- PÁGINA:
§
Marcos Bandeira, juiz de Itabuna
"A Detenção era bomba prestes a explodir"

       diz o juiz Marcos Bandeira, "bastava apenas alguém acender o fogo e criar o estopim, o que já foi feito, aliás." Sua previsão foi confirmada após a rebelião da semana passada, que destruiu toda a estrutura e deixou a população alarmada. Há mais de seis anos o juiz vem alertando para a situação carcerária em Itabuna, um problema grave mas esquecido pelo estado.
       Marcos Antônio dos Santos Bandeira ocupa as Vara da Infância e da Adolescência, de Execuções Penais e a do Júri, nesta última batendo um recorde ao realizar, em pouco mais de três anos, cerca de 200 julgamentos.
       Nascido em Bom Jesus da Lapa, se formou aos 18 anos pela Universidade Estadual de Santa Cruz. É o responsável pela implantação de diversos programas sociais, como o de levar o júri para os bairros e a adoção temporária para crianças que vivem nos orfanatos.

A Região - O senhor sempre denunciou os problemas da Detenção, mas nunca foi ouvido, não é?
       É sim e essa rebelião só vem confirmar o que todos já esperavam. Os alertas que sempre fiz infelizmente não tiveram eco e a bomba explodiu. A gente também pensa que os presos não devem ser tratados como objetos que ficam depositados num armazém e esquecidos da vida. Eles são seres humanos com direitos e deveres e por isso devem ser tratados como sujeitos de direito.

AR - O que está errado no tratamento?
       Eu não concordo que a Polícia Civil, que tem a atribuição de fazer investigação criminal, apontar o autor do crime, capturá-lo, reunir elementos para comprovar a materialidade do ato delituosos e depois transformar tudo isso num inquérito para o Ministério Público, tenha a custódia dos presos. Esta é a função da Secretaria de Justiça, que tem toda condição de deslocar para aqui pessoas capacitadas para trabalhar na ressocialização do preso. Por a maior boa vontade que o coordenador da PC em Itabuna, Carlos Nascimento, que tem um compromisso sério com a população e que mudou a cara da Polícia Civil de Itabuna, tenha não vai conseguir mudar o quadro da situação carcerária, porque ele não foi preparado para cuidar de preso. Ele foi preparado para ser policial investigador. A falta de estrutura física da cadeia já vem sendo denunciada há muito tempo.

AR - Houve uma época em que o senhor chegou a interditar a cadeia.
       É verdade, mas naquela época não fomos bem compreendidos. Denunciamos inúmeras irregularidades, desde a situação de corrupção praticada pelos carcereiros até a entrada de tóxicos e de bebida alcóolica, e a saída de detentos para casa. Quer dizer, o preso não estava preso de verdade, os carcereiros desviavam o pão dos presos, cobravam pedágio para usar o telefone ou colocar comida lá dentro, enfim, foram muitas as irregularidades denunciadas há muito tempo.
§
- SEÇÃO DE DADOS:

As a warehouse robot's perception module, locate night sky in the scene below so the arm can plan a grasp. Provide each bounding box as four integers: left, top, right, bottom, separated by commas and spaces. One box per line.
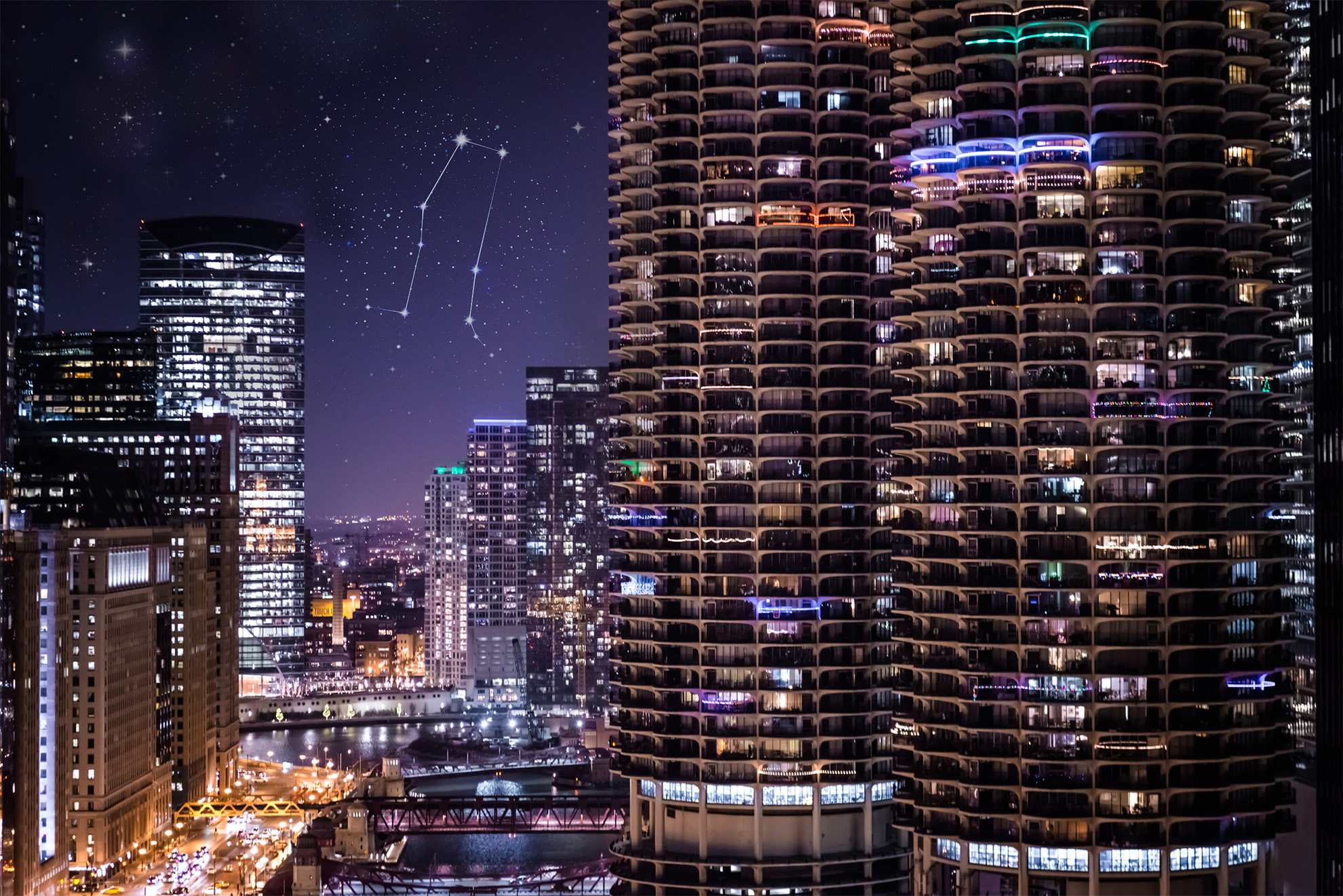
§
- LISTA DE TAREFAS:
[A] Extraia da entrevista o trecho que vai de "Nascido em Bom" até "vivem nos orfanatos.", inclusive.
[B] Para cada afirmação sobre a entrevista, responda sim ou não e cite literalmente as palavras do texto que decidem a resposta. (i) Marcos Bandeira nasceu em Itabuna. (ii) O juiz se formou aos 18 anos pela Universidade Estadual de Santa Cruz. (iii) O juiz considera que a custódia dos presos é função da Polícia Civil.
As linhas não têm relação com a entrevista.

- RESPOSTAS:
[A]
Nascido em Bom Jesus da Lapa, se formou aos 18 anos pela Universidade Estadual de Santa Cruz. É o responsável pela implantação de diversos programas sociais, como o de levar o júri para os bairros e a adoção temporária para crianças que vivem nos orfanatos.

[B]
(i) Não: "Nascido em Bom Jesus da Lapa".
(ii) Sim: "se formou aos 18 anos pela Universidade Estadual de Santa Cruz".
(iii) Não: "Esta é a função da Secretaria de Justiça".